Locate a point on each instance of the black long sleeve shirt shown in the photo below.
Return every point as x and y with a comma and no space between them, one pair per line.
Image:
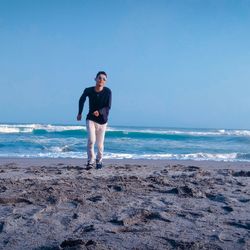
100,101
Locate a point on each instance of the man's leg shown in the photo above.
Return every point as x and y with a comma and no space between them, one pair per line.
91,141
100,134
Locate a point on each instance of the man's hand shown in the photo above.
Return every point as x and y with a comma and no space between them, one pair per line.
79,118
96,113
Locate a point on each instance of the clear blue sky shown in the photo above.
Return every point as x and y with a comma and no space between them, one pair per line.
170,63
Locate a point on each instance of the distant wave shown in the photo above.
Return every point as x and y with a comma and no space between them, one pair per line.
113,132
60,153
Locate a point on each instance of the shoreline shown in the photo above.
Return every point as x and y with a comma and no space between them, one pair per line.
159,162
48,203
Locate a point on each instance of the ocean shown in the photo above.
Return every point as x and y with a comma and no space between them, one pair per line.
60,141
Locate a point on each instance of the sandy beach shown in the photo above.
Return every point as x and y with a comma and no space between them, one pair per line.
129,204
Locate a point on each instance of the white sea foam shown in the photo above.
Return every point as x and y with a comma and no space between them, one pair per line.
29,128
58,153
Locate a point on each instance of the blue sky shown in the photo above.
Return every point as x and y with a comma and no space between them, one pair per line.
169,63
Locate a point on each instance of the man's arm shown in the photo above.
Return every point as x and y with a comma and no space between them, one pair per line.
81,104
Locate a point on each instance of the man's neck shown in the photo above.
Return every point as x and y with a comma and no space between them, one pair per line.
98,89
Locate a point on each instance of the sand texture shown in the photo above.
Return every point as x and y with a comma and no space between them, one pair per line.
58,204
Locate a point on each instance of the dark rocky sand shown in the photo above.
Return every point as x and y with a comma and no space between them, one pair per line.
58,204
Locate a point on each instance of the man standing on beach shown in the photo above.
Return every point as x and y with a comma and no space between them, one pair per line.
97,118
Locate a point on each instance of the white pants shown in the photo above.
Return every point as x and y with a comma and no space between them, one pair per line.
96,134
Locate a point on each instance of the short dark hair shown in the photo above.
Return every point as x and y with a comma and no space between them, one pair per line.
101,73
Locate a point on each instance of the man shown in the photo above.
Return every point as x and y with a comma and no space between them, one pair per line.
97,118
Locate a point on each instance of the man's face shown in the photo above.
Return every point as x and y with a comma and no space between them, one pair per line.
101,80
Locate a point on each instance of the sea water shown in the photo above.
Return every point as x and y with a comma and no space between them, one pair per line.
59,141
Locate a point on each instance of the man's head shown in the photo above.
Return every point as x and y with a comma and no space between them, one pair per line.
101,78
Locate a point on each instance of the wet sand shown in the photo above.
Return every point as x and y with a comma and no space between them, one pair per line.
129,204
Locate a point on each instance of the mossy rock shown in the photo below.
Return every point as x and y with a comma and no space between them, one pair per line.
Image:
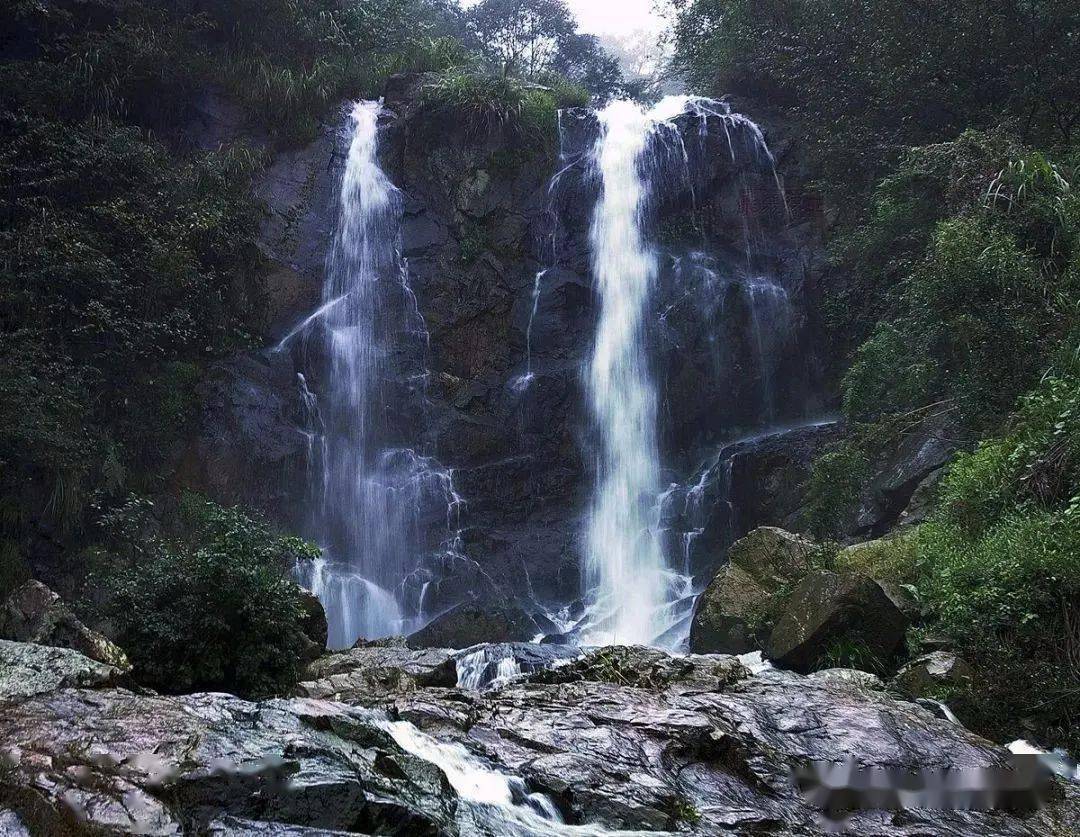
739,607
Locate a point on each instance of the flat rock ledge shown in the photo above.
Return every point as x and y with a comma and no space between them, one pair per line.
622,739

★ ★ ★ ★

TASK BRIEF: Turn all the items above into a two-column CSV with the header row input,output, one row per item: the item's text goes under input and its answer under output, each in a single quoted field with line breaks replaced by spaces. Leave the pictures out.

SOLUTION TO THE EXERCISE:
input,output
"Locate a point on each instance of the black long sleeve shirt shown in the photo below. Return every point as x and y with a comma and no space between them, one pair per line. Image:","100,101"
"Locate a point on each instance of the man's leg shown in the photo above. Return every point as x and y with a comma and no space between them, one pair per line.","91,141 100,134"
"Locate a point on each instance of the man's hand shown in the photo above. Return every point as x and y with a comma and no space between them, one pair per line.","79,118 96,113"
"Locate a point on each instance of the clear blue sky shown in the photo above. Return every point as x and y with a comma and no space between them, one pair per line.","170,63"
"Locate a point on each instance of the distant wave shown in the photo above. Return every point as x and y with a comma and no space between them, one pair per line.","113,132 60,153"
"Locate a point on each instance of the shoreline shown in the photo above. Return every point as x and y with a comma and no space between them, one pair per line.","159,162 48,203"
"Locate a point on each instance of the ocean shown in the photo above. Return every point as x and y with a comma and no space between them, one pair per line.","60,141"
"Locate a point on each instance of the sandy beach shown in the photo above. Return every point as x and y with a comma and no space between them, one pair per line.","129,204"
"Locate a point on each instance of the white sea foam shown in the photo above. Return every point as x and y with a comma and no space between them, one pair per line.","29,128 58,153"
"Locate a point on each instance of the blue sky shown in the photo above. Return every point as x and y with a comma and no space between them, one pair per line.","169,63"
"Locate a point on each instance of the man's arm shown in the photo above. Return every point as x and y with a comma and no space between them, one pair per line.","81,104"
"Locate a point on each instance of the man's neck shown in the photo above. Return every point as x and y with a comma and no space between them, one pair per line.","98,89"
"Locate a point on each instance of the sand texture shown in the photo above. Return every point as x and y with a comma and no space between them, one pair per line.","58,204"
"Locate a point on each instance of the dark rocky sand shown in the photo above. Return every point as x and y with a comma and no space between them, one pair per line.","58,204"
"Locate a point on each instance of the man standing on beach shown in the photo above. Return every point as x and y with a comma and no space between them, one pair per line.","97,118"
"Locate a point on each instance of the white pants shown in the photo above. Return every point as x and y with a comma and no space between them, one pair per line.","96,134"
"Locate a point on each instance of the short dark hair shown in the photo above. Return every point as x and y with a comma and no space between them, one pair per line.","101,73"
"Locate a point on each instance of the man shown in the photo above. Return every point as x and y with a comma and no space between them, one pair per line.","97,118"
"Locate a point on each instance of the man's face shown in the photo above. Return every point as x and y with a comma and no space between them, one pair per line.","101,80"
"Locate a point on each instance of the sea water shown in the photo above. Return every point as x and y with a comma and no space between them, one pair per line.","59,141"
"Locate a point on each instance of the man's head shown in the photo above. Return every point as x and y with a comma and no space between them, one pair per line.","101,78"
"Locate a point on each instance of the wet sand shown in the photo above. Return every point as x and y with a comma and no space between them, one pair per line.","129,204"
"Locate a point on each instance of the mossy rock shown in the photo below. Return every point as x and y with a comma and no space between them, one pair per line. Image:","739,607"
"Locate a point on each instance of the flat rock ledge shown in the photo above. Return every point as x and y with a comma and no space between them, one pair per line.","622,739"